#### Set exercise
Rewrite every line of the material below, including the requests, and shift each bounding-box coordinate in the answers up by 50. Leave the pictures out of your version.

(Saved entries)

· · · · ·

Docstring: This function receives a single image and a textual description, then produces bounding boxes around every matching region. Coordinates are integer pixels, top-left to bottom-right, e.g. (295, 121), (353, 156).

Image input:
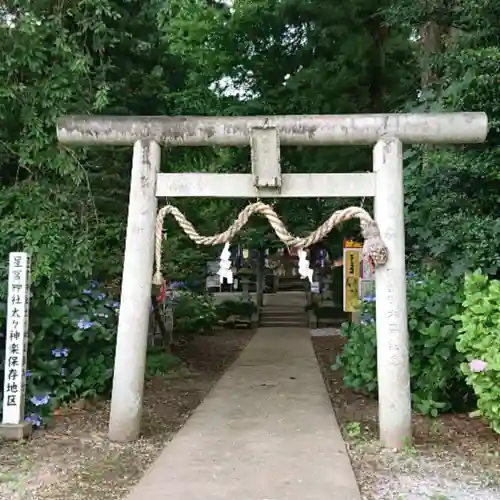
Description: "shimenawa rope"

(153, 201), (388, 285)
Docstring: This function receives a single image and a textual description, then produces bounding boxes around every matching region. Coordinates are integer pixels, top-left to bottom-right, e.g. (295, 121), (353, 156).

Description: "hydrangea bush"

(0, 281), (221, 427)
(454, 271), (500, 433)
(0, 281), (119, 427)
(334, 272), (473, 416)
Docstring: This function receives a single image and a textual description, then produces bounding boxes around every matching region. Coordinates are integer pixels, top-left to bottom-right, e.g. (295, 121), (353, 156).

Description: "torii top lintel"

· · · · ·

#### Result for this exercise
Docstring: This function receives a single image and a textual description, then produces bounding boxes around every matching region. Coordinates are integer pixels, top-left to bottom-right, e.g. (295, 121), (353, 156).

Image input:
Description: "shimenawa rope"

(203, 251), (438, 335)
Docstring: This function receives a single image and a textual description, then produces bounding boxes around every matching region. Coordinates are integer pixels, top-left to bottom-right, e.g. (295, 121), (353, 156).

Description: "hydrangea bush"

(50, 331), (271, 477)
(504, 321), (550, 483)
(50, 331), (169, 477)
(384, 322), (523, 466)
Docstring: This function receives a single image and a textual description, then produces bounding boxes around every matching region. Coordinates are integer pixels, top-left to bottom-right, e.g. (295, 121), (353, 156).

Description: "torii top lintel"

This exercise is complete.